Gold Traders Most Bullish in 10 Weeks on Stimulus: Commodities
Gold traders are the most bullish in 10 weeks and investors are hoarding a record amount of bullion as central banks pledge to do more to spur economic growth.
Eighteen of 27 analysts surveyed by Bloomberg expect prices to rise next week and five were bearish. A further four were neutral, making the proportion of bulls the highest since Aug. 24. Holdings in gold-backed exchange-traded products gained the past three months, the best run since August 2011, data compiled by Bloomberg show. They reached a record 2,588.4 metric tons yesterday, valued at $140 billion, the data show.
The Bank of Japan (8301) expanded its asset-purchase program on Oct. 30 for the second time in two months, increasing it by 11 trillion yen ($137 billion). The Federal Reserve said last week it plans to continue buying bonds and central banks from Europe to China have pledged more action to boost economies. Gold rose 70 percent as the Fed bought $2.3 trillion of debt in two rounds of quantitative easing from December 2008 through June 2011.
“Central banks are all very concerned about a depression, so they’re keeping monetary policies as loose as possible,” said Mark O’Byrne, the executive director of Dublin-based GoldCore Ltd., a brokerage that sells and stores everything from quarter-ounce British Sovereigns to 400-ounce bars. “People are buying gold as a store of value to protect against currency depreciation.”

*****

§ **WHAT TO PRODUCE**
Please write out, word for word, the part of the gold market article above that opens with the words containing "Eighteen of 27" and closes with "through June 2011.".

*****

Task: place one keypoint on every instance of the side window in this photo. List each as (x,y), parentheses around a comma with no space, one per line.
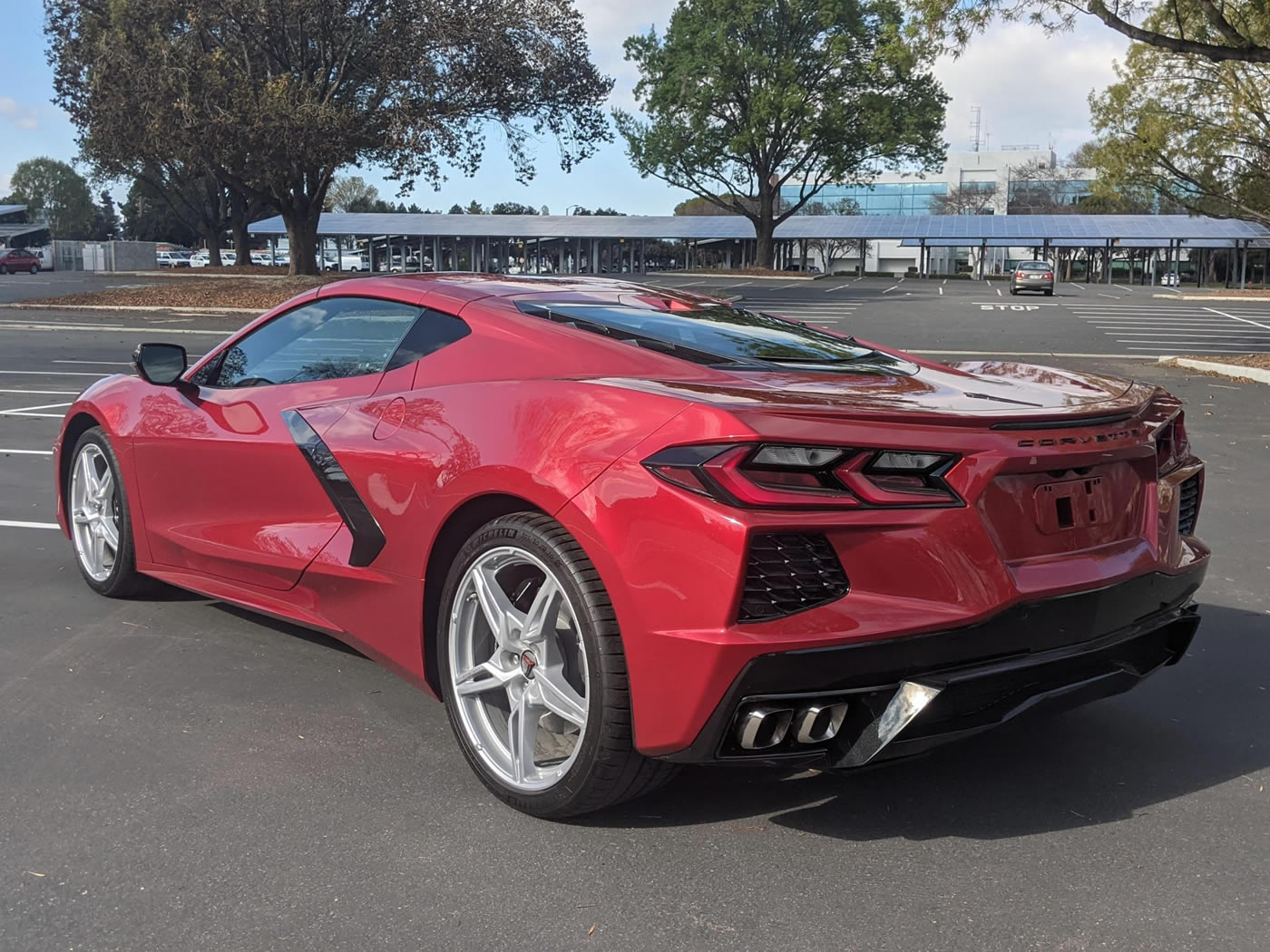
(327,339)
(432,332)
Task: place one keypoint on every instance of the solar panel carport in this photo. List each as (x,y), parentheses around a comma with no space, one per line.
(1101,231)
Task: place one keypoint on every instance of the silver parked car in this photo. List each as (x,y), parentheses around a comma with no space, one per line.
(1032,276)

*****

§ **RESULT**
Eighteen of 27 analysts surveyed by Bloomberg expect prices to rise next week and five were bearish. A further four were neutral, making the proportion of bulls the highest since Aug. 24. Holdings in gold-backed exchange-traded products gained the past three months, the best run since August 2011, data compiled by Bloomberg show. They reached a record 2,588.4 metric tons yesterday, valued at $140 billion, the data show.
The Bank of Japan (8301) expanded its asset-purchase program on Oct. 30 for the second time in two months, increasing it by 11 trillion yen ($137 billion). The Federal Reserve said last week it plans to continue buying bonds and central banks from Europe to China have pledged more action to boost economies. Gold rose 70 percent as the Fed bought $2.3 trillion of debt in two rounds of quantitative easing from December 2008 through June 2011.